● **Exercise requirements**: Please write out the material below exactly as given.

● **Record extracts**:
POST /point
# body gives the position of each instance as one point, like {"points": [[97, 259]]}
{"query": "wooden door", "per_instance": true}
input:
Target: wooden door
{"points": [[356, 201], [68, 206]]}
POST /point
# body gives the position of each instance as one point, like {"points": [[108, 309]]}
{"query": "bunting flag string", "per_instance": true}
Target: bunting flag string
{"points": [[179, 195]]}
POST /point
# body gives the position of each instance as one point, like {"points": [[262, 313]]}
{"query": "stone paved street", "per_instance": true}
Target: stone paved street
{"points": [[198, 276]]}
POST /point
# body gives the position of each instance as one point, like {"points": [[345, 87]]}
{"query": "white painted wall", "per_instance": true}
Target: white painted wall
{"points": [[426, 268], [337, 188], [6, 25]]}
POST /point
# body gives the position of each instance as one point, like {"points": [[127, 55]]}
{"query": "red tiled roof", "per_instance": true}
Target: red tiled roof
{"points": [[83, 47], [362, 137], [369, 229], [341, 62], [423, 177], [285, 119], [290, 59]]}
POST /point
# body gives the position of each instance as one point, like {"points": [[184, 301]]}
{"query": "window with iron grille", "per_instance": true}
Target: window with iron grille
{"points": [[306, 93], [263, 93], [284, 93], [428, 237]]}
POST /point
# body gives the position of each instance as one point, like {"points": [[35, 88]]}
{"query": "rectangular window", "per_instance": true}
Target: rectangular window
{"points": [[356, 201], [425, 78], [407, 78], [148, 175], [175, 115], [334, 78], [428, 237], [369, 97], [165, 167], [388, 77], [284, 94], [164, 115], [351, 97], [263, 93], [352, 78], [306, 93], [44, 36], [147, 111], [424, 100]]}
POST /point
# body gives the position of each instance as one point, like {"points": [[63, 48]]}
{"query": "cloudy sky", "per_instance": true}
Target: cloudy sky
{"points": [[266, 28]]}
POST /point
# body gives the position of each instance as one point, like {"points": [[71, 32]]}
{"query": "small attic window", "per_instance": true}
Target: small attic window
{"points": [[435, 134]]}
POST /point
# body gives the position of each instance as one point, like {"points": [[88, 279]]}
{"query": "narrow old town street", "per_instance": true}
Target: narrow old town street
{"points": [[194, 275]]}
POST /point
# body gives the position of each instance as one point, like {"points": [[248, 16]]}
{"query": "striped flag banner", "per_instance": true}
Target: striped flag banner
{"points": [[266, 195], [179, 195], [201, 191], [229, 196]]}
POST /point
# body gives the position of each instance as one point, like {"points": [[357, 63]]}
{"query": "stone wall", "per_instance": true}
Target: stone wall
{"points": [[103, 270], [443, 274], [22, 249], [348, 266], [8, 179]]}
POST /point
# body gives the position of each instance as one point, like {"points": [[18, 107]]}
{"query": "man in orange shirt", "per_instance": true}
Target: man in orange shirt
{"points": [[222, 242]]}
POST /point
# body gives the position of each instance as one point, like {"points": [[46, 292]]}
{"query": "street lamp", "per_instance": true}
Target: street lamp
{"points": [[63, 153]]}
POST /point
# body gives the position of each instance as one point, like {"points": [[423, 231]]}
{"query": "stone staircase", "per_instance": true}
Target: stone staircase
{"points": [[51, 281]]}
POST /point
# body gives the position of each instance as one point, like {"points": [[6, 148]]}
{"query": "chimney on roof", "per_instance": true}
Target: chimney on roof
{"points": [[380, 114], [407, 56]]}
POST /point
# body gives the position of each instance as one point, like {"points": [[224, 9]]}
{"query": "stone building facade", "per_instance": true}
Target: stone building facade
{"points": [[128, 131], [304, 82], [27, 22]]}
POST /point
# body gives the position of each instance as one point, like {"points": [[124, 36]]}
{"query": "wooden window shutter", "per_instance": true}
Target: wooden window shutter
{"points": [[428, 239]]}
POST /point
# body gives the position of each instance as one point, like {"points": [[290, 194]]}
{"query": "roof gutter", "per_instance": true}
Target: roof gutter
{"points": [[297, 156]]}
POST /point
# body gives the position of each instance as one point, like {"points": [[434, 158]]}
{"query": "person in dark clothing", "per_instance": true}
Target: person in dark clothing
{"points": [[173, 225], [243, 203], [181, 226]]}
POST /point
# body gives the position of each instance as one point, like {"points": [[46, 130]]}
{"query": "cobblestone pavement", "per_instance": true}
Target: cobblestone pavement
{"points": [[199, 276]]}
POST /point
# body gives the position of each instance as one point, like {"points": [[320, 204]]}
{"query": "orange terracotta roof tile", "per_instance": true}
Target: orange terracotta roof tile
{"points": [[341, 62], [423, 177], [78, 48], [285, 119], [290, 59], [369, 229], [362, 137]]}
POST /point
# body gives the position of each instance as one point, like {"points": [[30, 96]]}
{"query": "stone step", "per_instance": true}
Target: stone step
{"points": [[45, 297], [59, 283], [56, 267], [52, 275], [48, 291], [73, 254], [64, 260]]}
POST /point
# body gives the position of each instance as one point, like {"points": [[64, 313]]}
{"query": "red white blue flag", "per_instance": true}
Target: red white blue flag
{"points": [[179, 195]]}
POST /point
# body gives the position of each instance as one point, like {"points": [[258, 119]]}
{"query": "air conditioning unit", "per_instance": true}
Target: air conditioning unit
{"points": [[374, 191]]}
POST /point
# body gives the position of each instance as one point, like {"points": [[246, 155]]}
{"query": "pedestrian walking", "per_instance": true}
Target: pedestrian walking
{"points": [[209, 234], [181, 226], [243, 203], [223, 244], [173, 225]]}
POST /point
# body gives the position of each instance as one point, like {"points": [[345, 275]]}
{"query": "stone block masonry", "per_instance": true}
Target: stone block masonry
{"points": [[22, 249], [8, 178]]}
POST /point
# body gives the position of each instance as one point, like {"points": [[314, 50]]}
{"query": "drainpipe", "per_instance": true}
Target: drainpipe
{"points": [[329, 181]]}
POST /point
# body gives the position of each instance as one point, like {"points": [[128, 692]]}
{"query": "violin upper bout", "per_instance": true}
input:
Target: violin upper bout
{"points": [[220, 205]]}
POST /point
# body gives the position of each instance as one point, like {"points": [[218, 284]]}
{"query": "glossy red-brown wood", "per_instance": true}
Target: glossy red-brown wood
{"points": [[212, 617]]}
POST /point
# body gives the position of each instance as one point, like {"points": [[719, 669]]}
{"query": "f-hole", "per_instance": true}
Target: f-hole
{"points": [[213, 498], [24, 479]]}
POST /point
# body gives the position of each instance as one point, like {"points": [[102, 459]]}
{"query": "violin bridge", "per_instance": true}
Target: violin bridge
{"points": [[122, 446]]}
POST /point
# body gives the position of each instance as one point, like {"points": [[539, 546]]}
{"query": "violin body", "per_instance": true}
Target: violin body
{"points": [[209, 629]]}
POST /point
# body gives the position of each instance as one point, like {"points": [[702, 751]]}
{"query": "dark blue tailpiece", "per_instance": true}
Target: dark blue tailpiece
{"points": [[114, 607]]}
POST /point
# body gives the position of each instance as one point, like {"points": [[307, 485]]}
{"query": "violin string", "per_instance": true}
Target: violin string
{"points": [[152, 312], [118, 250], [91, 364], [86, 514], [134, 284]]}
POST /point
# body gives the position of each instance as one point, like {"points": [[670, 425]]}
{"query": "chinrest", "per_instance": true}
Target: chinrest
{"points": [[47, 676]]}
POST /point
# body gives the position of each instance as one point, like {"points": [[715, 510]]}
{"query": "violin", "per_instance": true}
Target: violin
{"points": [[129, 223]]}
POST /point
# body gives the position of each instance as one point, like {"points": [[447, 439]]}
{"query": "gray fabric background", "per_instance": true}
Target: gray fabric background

● **Solution to this problem**:
POST /point
# body gives the position of each instance as one point, like {"points": [[97, 259]]}
{"query": "wooden door", "per_instance": true}
input:
Target: wooden door
{"points": [[356, 201], [68, 206]]}
POST /point
# body gives the position of each instance as one point, like {"points": [[108, 309]]}
{"query": "bunting flag string", "per_instance": true}
Target: bunting flag string
{"points": [[179, 195]]}
POST /point
# body gives the position of each instance as one point, like {"points": [[262, 313]]}
{"query": "stone paved street", "per_instance": true}
Target: stone paved street
{"points": [[198, 276]]}
POST /point
# body gives the position of each instance as one point, like {"points": [[345, 87]]}
{"query": "white painted wall", "per_instance": true}
Target: white painted wall
{"points": [[426, 268], [337, 188], [6, 25]]}
POST /point
# body gives the position of each instance as one point, like {"points": [[127, 55]]}
{"query": "red tiled roof", "per_instance": true}
Target: red tiled roof
{"points": [[83, 47], [362, 137], [369, 229], [341, 62], [423, 177], [285, 119], [290, 59]]}
POST /point
# body gives the position of each instance as one point, like {"points": [[184, 301]]}
{"query": "window with iron grille", "per_instance": true}
Target: window with iron grille
{"points": [[306, 93], [263, 93], [284, 93], [428, 237]]}
POST /point
# body gives the position of each instance as one point, like {"points": [[35, 88]]}
{"query": "rectangular window", "per_instance": true}
Target: rectangular window
{"points": [[356, 201], [425, 78], [407, 78], [148, 175], [175, 115], [334, 78], [428, 237], [369, 97], [165, 167], [388, 77], [284, 94], [164, 115], [351, 97], [263, 93], [352, 78], [306, 93], [44, 36], [147, 111], [424, 100]]}
POST /point
# body gives the position of each instance as one point, like {"points": [[63, 48]]}
{"query": "cloudy sky", "per_instance": true}
Target: cloudy sky
{"points": [[266, 28]]}
POST /point
# body gives the position of each instance as one point, like {"points": [[71, 32]]}
{"query": "small attic window", "per_instance": true}
Target: small attic window
{"points": [[435, 134]]}
POST /point
# body gives the position of each instance as one point, like {"points": [[88, 279]]}
{"query": "narrow old town street", "per_instance": true}
Target: narrow old town street
{"points": [[194, 275]]}
POST /point
# body gives the position of each instance as one point, like {"points": [[248, 16]]}
{"query": "striped flag banner", "per_instance": true}
Target: striped flag banner
{"points": [[266, 195], [179, 195], [201, 191], [229, 196]]}
POST /point
# body gives the position of each instance as one point, like {"points": [[357, 63]]}
{"query": "stone wall", "per_instance": true}
Target: stone wall
{"points": [[103, 270], [443, 274], [22, 249], [348, 266], [8, 179]]}
POST /point
# body gives the position of each instance as one point, like {"points": [[18, 107]]}
{"query": "man in orange shirt", "per_instance": true}
Target: man in orange shirt
{"points": [[222, 242]]}
POST /point
# body gives the position of each instance as one point, like {"points": [[46, 292]]}
{"query": "street lamp", "per_instance": true}
Target: street lamp
{"points": [[63, 153]]}
POST /point
# body gives the position of each instance as one point, like {"points": [[423, 231]]}
{"query": "stone staircase", "per_instance": true}
Target: stone staircase
{"points": [[51, 281]]}
POST /point
# body gives the position of each instance as one point, like {"points": [[6, 148]]}
{"query": "chimney on roof", "per_instance": true}
Target: chimney on roof
{"points": [[380, 114], [407, 56]]}
POST /point
# body gives the position of each instance as one point, like {"points": [[224, 9]]}
{"query": "stone building facade", "per_instance": true}
Target: stone building facade
{"points": [[128, 131], [304, 82], [27, 22]]}
POST /point
# body gives the position of each instance as one point, like {"points": [[124, 36]]}
{"query": "wooden window shutter", "per_instance": true}
Target: wooden window shutter
{"points": [[428, 239]]}
POST /point
# body gives the position of each instance as one point, like {"points": [[290, 194]]}
{"query": "roof gutter", "per_instance": true}
Target: roof gutter
{"points": [[297, 156]]}
POST /point
# body gives the position of each instance as one point, like {"points": [[434, 158]]}
{"query": "person in dark clothing", "per_instance": true}
Target: person in dark clothing
{"points": [[173, 225], [243, 203], [181, 226]]}
POST /point
# body gives the position of each instance as one point, like {"points": [[46, 130]]}
{"query": "cobblestone pavement", "per_instance": true}
Target: cobblestone pavement
{"points": [[199, 276]]}
POST /point
# body gives the position of each instance as one point, like {"points": [[320, 204]]}
{"query": "orange terracotta roof tile", "per_instance": true}
Target: orange terracotta roof tile
{"points": [[341, 62], [423, 177], [78, 48], [285, 119], [290, 59], [369, 229], [362, 137]]}
POST /point
# body gives the position of each instance as one point, like {"points": [[30, 96]]}
{"query": "stone step", "per_instance": true}
Target: stone step
{"points": [[45, 297], [59, 283], [56, 267], [52, 275], [48, 291], [73, 254], [64, 260]]}
POST /point
# body gives the position of each instance as one point, like {"points": [[64, 313]]}
{"query": "red white blue flag", "per_instance": true}
Target: red white blue flag
{"points": [[179, 195]]}
POST /point
# body gives the position of each instance as one point, like {"points": [[258, 119]]}
{"query": "air conditioning unit", "per_instance": true}
Target: air conditioning unit
{"points": [[374, 191]]}
POST /point
# body gives the position of each instance as one point, like {"points": [[246, 155]]}
{"query": "pedestrian walking", "per_instance": true}
Target: pedestrian walking
{"points": [[209, 234], [181, 226], [243, 203], [223, 244], [173, 225]]}
POST /point
# body gives the position of each instance as one point, like {"points": [[345, 275]]}
{"query": "stone block masonry", "per_instance": true}
Target: stone block masonry
{"points": [[22, 249], [8, 178]]}
POST /point
# body gives the position of each instance as one point, like {"points": [[314, 50]]}
{"query": "drainpipe", "per_instance": true}
Target: drainpipe
{"points": [[329, 181]]}
POST /point
# body gives the position of each instance as one point, like {"points": [[128, 692]]}
{"query": "violin upper bout", "per_instance": true}
input:
Target: violin upper bout
{"points": [[220, 205]]}
POST /point
# body gives the position of each instance as one point, like {"points": [[218, 284]]}
{"query": "glossy red-brown wood", "per_instance": true}
Target: glossy red-brown wood
{"points": [[212, 617]]}
POST /point
# body gives the position of each instance as one point, like {"points": [[719, 669]]}
{"query": "f-hole", "per_instance": true}
Target: f-hole
{"points": [[213, 498], [24, 479]]}
POST /point
# body gives the position of each instance as one point, like {"points": [[102, 459]]}
{"query": "violin bridge", "per_instance": true}
Target: violin bridge
{"points": [[122, 446]]}
POST /point
# body gives the position of each instance as one point, like {"points": [[539, 546]]}
{"query": "violin body", "per_instance": true}
Target: violin body
{"points": [[209, 629]]}
POST /point
# body gives the position of each instance as one point, like {"points": [[702, 751]]}
{"query": "dark blue tailpiece", "per_instance": true}
Target: dark blue tailpiece
{"points": [[114, 607]]}
POST /point
# body gives the position of each instance as one point, like {"points": [[307, 485]]}
{"query": "violin string", "per_instance": true}
Target: violin string
{"points": [[152, 312], [118, 250], [91, 364], [86, 514], [134, 284]]}
POST /point
# body gives the position of each instance as one point, like {"points": [[670, 425]]}
{"query": "chinrest", "per_instance": true}
Target: chinrest
{"points": [[47, 676]]}
POST /point
# body gives the position of each instance as one point, like {"points": [[715, 510]]}
{"query": "violin", "per_instance": true}
Target: violin
{"points": [[129, 223]]}
POST /point
# body gives the position of each instance as one point, like {"points": [[447, 439]]}
{"query": "gray fabric background", "per_instance": true}
Target: gray fabric background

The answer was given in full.